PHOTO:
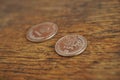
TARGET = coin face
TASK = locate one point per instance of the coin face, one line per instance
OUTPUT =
(42, 32)
(71, 45)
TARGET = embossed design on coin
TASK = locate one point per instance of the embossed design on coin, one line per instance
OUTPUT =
(71, 45)
(42, 32)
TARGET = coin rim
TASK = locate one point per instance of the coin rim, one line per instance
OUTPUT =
(74, 53)
(49, 36)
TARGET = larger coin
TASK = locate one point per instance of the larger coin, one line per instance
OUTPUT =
(42, 32)
(71, 45)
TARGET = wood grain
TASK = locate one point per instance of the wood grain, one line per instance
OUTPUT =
(97, 20)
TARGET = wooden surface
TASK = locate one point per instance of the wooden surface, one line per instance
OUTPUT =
(97, 20)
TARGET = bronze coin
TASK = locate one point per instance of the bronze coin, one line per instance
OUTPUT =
(71, 45)
(42, 32)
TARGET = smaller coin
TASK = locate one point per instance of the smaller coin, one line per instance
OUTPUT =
(42, 32)
(71, 45)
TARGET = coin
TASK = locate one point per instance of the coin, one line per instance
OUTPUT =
(42, 32)
(71, 45)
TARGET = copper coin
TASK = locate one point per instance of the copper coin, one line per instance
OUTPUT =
(42, 32)
(71, 45)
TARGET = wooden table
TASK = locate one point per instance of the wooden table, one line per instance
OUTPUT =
(97, 20)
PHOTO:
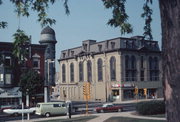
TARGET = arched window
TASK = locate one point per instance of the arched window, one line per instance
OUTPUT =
(127, 62)
(133, 62)
(81, 72)
(133, 68)
(100, 71)
(63, 73)
(127, 67)
(72, 72)
(89, 71)
(113, 68)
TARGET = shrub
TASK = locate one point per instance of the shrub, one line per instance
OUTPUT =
(151, 107)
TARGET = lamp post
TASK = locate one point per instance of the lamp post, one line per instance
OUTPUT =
(47, 85)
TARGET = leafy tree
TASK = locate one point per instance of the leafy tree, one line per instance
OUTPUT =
(30, 82)
(21, 42)
(170, 24)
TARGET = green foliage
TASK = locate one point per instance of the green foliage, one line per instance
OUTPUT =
(147, 15)
(21, 42)
(151, 107)
(120, 17)
(30, 82)
(23, 8)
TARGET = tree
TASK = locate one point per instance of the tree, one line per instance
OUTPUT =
(170, 24)
(30, 82)
(21, 46)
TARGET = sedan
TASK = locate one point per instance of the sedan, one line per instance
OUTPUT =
(109, 107)
(18, 110)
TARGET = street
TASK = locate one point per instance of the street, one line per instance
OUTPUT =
(81, 110)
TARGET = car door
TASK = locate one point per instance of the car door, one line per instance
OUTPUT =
(110, 108)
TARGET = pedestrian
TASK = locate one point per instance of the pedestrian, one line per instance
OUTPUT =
(69, 110)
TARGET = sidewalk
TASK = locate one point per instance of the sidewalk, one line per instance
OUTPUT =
(101, 117)
(104, 116)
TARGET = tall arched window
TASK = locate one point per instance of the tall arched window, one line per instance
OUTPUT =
(127, 67)
(113, 68)
(100, 71)
(81, 72)
(133, 68)
(72, 72)
(150, 69)
(63, 73)
(89, 71)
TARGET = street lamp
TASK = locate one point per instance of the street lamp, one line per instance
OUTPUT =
(47, 85)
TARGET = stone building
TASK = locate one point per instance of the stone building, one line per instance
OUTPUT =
(114, 67)
(41, 57)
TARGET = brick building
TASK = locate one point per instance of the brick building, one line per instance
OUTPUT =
(114, 67)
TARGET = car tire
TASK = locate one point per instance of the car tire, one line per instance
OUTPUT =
(119, 110)
(47, 114)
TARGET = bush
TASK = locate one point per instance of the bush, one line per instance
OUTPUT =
(151, 107)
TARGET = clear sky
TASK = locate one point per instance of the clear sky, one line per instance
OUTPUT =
(87, 20)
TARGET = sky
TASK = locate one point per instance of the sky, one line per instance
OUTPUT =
(87, 20)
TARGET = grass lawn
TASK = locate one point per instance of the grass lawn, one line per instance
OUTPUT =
(126, 119)
(77, 119)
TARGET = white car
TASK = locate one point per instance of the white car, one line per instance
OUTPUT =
(18, 110)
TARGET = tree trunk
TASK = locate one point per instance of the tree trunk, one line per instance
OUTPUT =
(170, 23)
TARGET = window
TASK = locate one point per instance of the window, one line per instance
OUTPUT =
(100, 48)
(100, 71)
(72, 72)
(112, 45)
(113, 68)
(8, 78)
(64, 55)
(72, 53)
(81, 72)
(142, 62)
(153, 69)
(7, 61)
(142, 69)
(89, 71)
(130, 68)
(63, 73)
(36, 61)
(85, 47)
(56, 105)
(1, 79)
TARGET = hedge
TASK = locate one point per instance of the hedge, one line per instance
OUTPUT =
(151, 107)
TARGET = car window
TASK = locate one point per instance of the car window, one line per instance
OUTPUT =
(63, 105)
(56, 105)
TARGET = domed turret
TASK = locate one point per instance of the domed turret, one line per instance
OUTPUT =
(47, 35)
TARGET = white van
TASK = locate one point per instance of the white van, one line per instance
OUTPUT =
(51, 108)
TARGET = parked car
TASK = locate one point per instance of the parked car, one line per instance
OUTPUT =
(109, 107)
(18, 110)
(51, 108)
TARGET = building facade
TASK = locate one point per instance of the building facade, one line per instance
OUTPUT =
(41, 58)
(114, 69)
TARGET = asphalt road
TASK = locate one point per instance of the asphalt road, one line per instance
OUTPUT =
(81, 110)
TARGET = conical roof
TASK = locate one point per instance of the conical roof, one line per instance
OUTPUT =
(48, 30)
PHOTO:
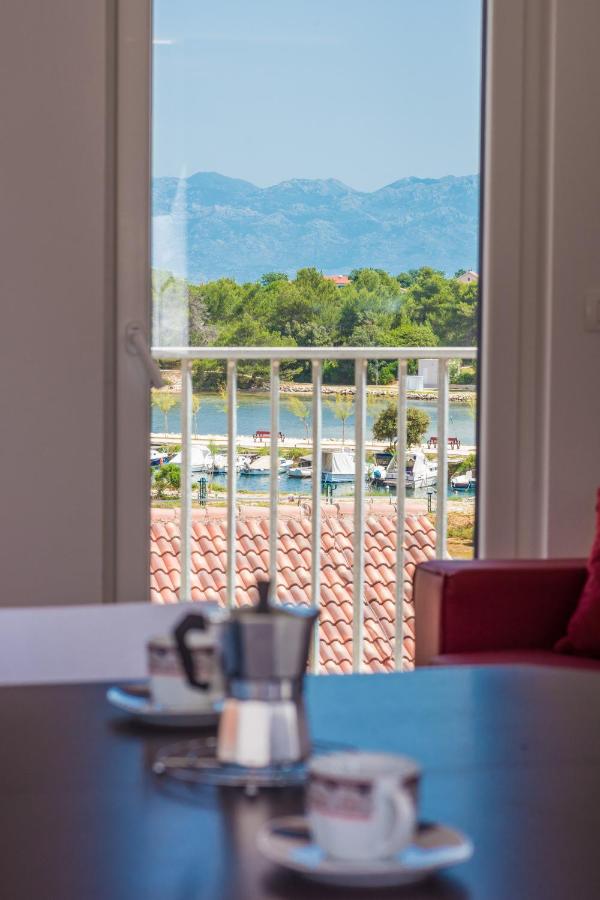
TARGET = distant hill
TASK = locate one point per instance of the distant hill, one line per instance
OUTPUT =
(210, 226)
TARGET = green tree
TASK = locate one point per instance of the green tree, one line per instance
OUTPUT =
(168, 477)
(164, 401)
(270, 278)
(341, 408)
(301, 410)
(385, 425)
(196, 403)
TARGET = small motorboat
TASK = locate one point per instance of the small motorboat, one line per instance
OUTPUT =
(158, 457)
(261, 465)
(303, 469)
(201, 458)
(418, 471)
(337, 466)
(464, 482)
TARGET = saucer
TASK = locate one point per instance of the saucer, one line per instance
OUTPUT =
(136, 701)
(288, 843)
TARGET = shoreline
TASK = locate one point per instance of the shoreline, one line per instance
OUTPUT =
(172, 378)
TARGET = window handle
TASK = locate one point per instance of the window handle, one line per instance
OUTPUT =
(137, 343)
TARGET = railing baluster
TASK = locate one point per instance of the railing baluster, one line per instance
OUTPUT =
(441, 518)
(274, 479)
(315, 564)
(359, 515)
(231, 478)
(400, 513)
(185, 480)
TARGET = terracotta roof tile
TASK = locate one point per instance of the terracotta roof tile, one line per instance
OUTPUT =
(209, 557)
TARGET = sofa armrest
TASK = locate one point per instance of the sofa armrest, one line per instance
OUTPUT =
(479, 605)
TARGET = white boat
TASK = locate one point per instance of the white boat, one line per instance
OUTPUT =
(303, 469)
(261, 465)
(337, 466)
(158, 458)
(201, 458)
(418, 471)
(464, 482)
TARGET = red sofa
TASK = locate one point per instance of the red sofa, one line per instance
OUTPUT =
(481, 612)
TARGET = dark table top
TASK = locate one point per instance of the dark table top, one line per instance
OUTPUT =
(512, 757)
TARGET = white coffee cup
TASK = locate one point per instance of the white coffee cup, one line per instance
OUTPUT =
(168, 683)
(362, 806)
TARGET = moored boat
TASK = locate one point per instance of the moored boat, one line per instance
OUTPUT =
(337, 466)
(303, 469)
(466, 481)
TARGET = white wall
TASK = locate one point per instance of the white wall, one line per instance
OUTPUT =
(54, 285)
(574, 413)
(540, 419)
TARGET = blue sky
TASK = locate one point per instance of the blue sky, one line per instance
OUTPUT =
(367, 91)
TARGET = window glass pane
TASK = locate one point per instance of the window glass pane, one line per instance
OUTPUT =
(316, 184)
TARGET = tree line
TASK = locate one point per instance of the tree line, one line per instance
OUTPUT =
(421, 307)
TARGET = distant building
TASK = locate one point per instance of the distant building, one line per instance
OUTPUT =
(338, 280)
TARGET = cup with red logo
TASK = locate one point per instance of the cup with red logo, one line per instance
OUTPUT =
(362, 806)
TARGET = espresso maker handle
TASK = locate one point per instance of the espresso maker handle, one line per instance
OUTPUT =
(192, 622)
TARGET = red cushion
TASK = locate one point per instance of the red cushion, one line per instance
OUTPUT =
(583, 632)
(515, 658)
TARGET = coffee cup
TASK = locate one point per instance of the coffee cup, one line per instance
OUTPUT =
(169, 685)
(362, 806)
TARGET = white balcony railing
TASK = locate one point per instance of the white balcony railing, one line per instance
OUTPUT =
(317, 355)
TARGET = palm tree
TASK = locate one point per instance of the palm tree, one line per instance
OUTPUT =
(342, 408)
(164, 401)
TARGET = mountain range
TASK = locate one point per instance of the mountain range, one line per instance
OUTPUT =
(211, 226)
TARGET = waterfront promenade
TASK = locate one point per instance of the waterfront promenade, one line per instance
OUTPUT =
(247, 441)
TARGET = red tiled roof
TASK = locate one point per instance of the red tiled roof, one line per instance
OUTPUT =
(293, 559)
(338, 280)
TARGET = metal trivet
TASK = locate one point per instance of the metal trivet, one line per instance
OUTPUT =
(195, 762)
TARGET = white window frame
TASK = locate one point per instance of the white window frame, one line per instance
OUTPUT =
(513, 487)
(513, 492)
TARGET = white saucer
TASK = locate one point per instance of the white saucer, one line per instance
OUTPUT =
(287, 842)
(137, 703)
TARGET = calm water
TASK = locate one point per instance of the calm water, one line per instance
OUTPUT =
(260, 484)
(254, 414)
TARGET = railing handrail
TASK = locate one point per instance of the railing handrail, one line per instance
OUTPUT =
(360, 355)
(310, 353)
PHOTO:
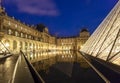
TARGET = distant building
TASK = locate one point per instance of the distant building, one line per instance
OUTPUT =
(16, 36)
(73, 43)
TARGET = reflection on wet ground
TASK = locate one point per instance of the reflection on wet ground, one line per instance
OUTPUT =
(67, 67)
(6, 68)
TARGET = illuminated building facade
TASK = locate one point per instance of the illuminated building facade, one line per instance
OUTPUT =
(33, 40)
(73, 43)
(105, 41)
(17, 36)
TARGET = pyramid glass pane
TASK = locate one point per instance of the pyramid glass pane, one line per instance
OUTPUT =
(104, 43)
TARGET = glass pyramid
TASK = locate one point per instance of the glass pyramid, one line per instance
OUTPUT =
(104, 43)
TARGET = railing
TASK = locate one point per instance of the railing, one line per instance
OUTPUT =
(25, 72)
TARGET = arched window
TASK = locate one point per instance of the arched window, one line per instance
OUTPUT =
(7, 44)
(21, 45)
(16, 33)
(9, 31)
(14, 45)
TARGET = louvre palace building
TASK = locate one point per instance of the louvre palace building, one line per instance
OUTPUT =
(16, 36)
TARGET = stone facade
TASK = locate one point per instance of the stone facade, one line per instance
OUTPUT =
(16, 36)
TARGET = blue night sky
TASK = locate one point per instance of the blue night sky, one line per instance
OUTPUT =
(62, 17)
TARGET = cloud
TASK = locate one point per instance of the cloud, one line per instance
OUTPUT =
(37, 7)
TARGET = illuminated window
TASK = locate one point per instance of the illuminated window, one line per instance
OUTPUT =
(14, 45)
(16, 33)
(9, 31)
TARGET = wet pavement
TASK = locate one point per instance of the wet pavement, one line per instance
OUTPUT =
(67, 68)
(6, 68)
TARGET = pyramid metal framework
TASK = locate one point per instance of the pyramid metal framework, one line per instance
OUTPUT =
(104, 43)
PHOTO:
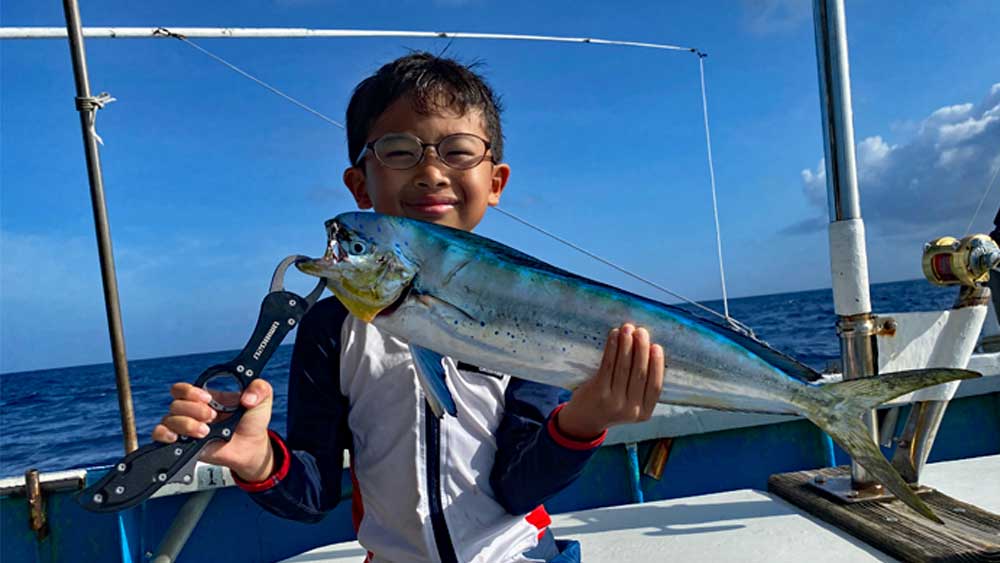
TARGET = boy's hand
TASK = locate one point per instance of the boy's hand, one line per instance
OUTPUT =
(249, 452)
(625, 389)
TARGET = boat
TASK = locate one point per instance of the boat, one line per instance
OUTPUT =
(725, 459)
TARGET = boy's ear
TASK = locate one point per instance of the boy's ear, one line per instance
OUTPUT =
(501, 173)
(354, 179)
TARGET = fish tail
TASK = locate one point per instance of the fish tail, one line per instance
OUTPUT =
(851, 399)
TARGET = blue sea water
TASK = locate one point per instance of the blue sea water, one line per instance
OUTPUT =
(66, 418)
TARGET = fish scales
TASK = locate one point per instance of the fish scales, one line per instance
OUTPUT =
(449, 292)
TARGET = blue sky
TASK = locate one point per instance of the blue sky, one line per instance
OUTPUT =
(211, 180)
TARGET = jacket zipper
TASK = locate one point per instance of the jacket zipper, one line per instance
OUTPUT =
(442, 538)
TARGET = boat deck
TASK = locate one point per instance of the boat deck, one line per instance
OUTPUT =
(744, 525)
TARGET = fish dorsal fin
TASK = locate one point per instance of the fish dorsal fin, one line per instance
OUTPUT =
(483, 245)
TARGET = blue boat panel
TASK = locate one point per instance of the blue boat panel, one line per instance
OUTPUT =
(233, 528)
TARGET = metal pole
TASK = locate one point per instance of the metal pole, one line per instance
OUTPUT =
(87, 109)
(848, 259)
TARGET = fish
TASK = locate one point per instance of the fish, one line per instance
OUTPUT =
(449, 292)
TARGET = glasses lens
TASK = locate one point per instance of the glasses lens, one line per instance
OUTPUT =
(462, 150)
(398, 151)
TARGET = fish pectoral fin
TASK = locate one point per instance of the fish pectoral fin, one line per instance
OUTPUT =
(430, 372)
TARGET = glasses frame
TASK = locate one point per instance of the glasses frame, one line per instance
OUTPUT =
(369, 148)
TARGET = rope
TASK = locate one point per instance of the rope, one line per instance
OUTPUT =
(164, 31)
(989, 188)
(90, 105)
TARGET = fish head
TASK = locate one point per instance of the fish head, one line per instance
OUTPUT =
(364, 264)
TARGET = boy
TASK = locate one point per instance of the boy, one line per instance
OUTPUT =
(464, 488)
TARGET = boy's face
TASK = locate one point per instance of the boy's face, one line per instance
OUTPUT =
(431, 191)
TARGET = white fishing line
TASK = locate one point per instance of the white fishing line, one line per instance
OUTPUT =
(182, 34)
(711, 173)
(731, 321)
(989, 188)
(317, 113)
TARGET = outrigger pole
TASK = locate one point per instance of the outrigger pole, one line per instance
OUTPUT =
(848, 258)
(88, 106)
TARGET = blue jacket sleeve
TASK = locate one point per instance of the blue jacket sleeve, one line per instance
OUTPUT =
(317, 421)
(530, 465)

######

Task to complete: Copy exactly the line containing "TARGET = boy's face" and every line after it, ending with the last line of the records above.

Reply to the exercise:
TARGET = boy's face
TASK = locate one point per instance of the boy's face, one line per instance
OUTPUT =
(431, 191)
TARGET = white fishing line
TASK = locate one point per instance of the white fishing line, one line per instance
OUTPUT =
(182, 34)
(711, 173)
(731, 321)
(989, 188)
(317, 113)
TARGET = outrigger pole
TASK = locate one point per instance of the outrigger pole, one line per instance
OUTPUT =
(848, 258)
(88, 106)
TARGET = blue jacket sleeve
TASK = locate one point per instance of the blue jacket sleeve, one line per instance
OUTPUT =
(317, 421)
(530, 465)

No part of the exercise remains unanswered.